» **INSTRUCTION**: Rewrite the items from the line containing "192L29 190L3 206L2" through the line containing "positive clicks: (10, 356) (44, 188)", replacing "rough mask" with "coarse mask" and leaving everything else unchanged. Give only those lines.

» **ENTRIES PROVIDED**:
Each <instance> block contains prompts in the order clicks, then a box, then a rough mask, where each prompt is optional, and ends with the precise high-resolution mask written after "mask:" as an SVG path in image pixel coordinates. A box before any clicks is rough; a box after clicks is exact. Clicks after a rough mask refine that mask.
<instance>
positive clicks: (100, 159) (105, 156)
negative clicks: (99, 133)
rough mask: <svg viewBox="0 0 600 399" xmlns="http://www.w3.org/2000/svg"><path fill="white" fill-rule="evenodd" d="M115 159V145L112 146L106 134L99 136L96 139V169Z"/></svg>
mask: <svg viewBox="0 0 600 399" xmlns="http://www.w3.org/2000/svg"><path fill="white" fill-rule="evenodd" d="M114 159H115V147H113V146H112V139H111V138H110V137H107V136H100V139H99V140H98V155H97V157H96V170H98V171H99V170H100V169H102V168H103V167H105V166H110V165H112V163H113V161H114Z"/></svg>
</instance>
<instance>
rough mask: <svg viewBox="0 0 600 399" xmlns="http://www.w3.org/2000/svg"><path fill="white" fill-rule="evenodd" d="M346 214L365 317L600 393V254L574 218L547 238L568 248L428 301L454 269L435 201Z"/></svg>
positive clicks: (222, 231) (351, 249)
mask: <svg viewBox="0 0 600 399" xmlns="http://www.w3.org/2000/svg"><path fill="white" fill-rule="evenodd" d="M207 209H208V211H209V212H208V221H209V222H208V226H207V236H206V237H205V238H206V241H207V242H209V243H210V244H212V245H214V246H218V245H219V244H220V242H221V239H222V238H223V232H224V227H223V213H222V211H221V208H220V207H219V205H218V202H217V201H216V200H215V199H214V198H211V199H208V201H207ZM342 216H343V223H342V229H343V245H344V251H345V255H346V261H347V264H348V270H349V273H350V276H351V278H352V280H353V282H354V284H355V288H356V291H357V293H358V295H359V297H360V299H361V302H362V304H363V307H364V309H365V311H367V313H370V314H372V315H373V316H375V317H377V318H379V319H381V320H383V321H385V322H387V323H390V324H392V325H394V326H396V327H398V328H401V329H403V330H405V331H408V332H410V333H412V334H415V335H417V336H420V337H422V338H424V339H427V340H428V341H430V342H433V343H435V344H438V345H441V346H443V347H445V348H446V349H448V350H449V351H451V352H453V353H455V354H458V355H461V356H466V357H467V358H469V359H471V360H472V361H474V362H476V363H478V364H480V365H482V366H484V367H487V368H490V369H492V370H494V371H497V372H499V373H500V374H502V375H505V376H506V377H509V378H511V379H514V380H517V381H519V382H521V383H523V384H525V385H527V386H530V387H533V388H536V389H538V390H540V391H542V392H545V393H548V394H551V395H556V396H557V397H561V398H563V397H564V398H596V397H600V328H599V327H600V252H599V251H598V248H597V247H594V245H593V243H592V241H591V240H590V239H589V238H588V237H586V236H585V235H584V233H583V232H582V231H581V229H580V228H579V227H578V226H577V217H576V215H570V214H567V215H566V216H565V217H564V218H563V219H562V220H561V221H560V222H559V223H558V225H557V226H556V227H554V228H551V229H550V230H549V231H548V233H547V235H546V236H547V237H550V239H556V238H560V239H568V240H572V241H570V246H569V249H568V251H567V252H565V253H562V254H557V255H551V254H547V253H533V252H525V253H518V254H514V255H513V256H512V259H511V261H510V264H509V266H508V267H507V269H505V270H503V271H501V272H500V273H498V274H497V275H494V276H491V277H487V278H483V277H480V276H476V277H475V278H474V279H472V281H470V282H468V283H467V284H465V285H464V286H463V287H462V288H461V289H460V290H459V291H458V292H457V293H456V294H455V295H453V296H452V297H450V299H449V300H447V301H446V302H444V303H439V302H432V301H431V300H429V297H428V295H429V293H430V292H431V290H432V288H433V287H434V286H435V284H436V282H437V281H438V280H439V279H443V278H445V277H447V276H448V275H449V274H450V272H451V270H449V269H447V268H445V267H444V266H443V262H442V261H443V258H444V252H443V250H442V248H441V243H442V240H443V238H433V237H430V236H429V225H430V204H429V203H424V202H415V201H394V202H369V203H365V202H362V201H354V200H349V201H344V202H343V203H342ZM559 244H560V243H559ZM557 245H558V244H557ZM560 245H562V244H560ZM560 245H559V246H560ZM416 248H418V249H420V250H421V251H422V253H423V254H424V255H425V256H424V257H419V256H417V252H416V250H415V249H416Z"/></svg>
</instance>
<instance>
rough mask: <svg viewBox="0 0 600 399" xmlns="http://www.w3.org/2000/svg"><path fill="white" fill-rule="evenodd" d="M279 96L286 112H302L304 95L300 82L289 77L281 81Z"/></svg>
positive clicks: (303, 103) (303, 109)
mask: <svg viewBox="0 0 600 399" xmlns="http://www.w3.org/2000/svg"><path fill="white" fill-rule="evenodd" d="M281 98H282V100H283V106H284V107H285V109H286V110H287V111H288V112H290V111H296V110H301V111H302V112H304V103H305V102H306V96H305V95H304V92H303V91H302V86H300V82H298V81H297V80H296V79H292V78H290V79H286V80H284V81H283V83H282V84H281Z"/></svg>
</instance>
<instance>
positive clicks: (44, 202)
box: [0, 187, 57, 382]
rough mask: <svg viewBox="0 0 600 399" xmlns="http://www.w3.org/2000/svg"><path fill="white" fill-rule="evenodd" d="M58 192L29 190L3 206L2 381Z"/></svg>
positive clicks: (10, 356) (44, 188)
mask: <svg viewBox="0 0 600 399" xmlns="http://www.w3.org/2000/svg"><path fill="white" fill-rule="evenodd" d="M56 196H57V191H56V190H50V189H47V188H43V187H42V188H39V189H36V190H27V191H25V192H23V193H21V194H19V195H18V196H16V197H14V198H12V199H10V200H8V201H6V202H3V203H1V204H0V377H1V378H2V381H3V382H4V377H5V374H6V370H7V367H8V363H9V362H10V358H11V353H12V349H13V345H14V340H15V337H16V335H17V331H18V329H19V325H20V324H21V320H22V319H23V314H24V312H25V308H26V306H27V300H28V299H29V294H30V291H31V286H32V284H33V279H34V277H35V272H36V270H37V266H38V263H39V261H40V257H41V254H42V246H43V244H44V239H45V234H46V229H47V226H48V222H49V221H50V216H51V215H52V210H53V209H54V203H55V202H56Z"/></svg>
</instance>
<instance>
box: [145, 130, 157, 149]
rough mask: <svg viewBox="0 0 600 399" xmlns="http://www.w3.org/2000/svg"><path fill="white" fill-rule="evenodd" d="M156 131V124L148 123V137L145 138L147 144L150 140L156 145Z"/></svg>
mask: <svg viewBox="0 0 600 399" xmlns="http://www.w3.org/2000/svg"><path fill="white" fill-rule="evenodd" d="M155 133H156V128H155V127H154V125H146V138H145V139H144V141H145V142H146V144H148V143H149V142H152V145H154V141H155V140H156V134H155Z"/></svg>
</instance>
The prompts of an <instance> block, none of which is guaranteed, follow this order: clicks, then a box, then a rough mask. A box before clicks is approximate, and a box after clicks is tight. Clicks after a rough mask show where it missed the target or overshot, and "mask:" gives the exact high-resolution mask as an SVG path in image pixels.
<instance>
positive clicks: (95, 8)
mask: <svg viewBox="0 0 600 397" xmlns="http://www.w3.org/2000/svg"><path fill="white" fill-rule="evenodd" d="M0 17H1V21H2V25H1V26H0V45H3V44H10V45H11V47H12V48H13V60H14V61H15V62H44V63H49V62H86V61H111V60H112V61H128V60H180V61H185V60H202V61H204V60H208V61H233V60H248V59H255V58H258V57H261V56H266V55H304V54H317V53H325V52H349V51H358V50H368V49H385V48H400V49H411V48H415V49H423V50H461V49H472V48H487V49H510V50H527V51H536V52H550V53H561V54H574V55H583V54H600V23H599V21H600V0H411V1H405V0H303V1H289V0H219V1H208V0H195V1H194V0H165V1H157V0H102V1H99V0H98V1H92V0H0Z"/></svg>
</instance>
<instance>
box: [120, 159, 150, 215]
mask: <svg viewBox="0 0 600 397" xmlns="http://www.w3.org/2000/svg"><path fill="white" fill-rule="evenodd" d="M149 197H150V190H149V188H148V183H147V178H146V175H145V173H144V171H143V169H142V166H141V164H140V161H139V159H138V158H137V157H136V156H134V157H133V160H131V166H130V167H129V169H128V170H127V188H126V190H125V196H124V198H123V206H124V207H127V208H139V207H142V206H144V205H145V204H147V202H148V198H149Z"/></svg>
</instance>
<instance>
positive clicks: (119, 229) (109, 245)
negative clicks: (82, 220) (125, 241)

» **ANSWER**:
coarse mask: <svg viewBox="0 0 600 399" xmlns="http://www.w3.org/2000/svg"><path fill="white" fill-rule="evenodd" d="M58 192L29 190L3 206L2 381Z"/></svg>
positive clicks: (10, 356) (44, 188)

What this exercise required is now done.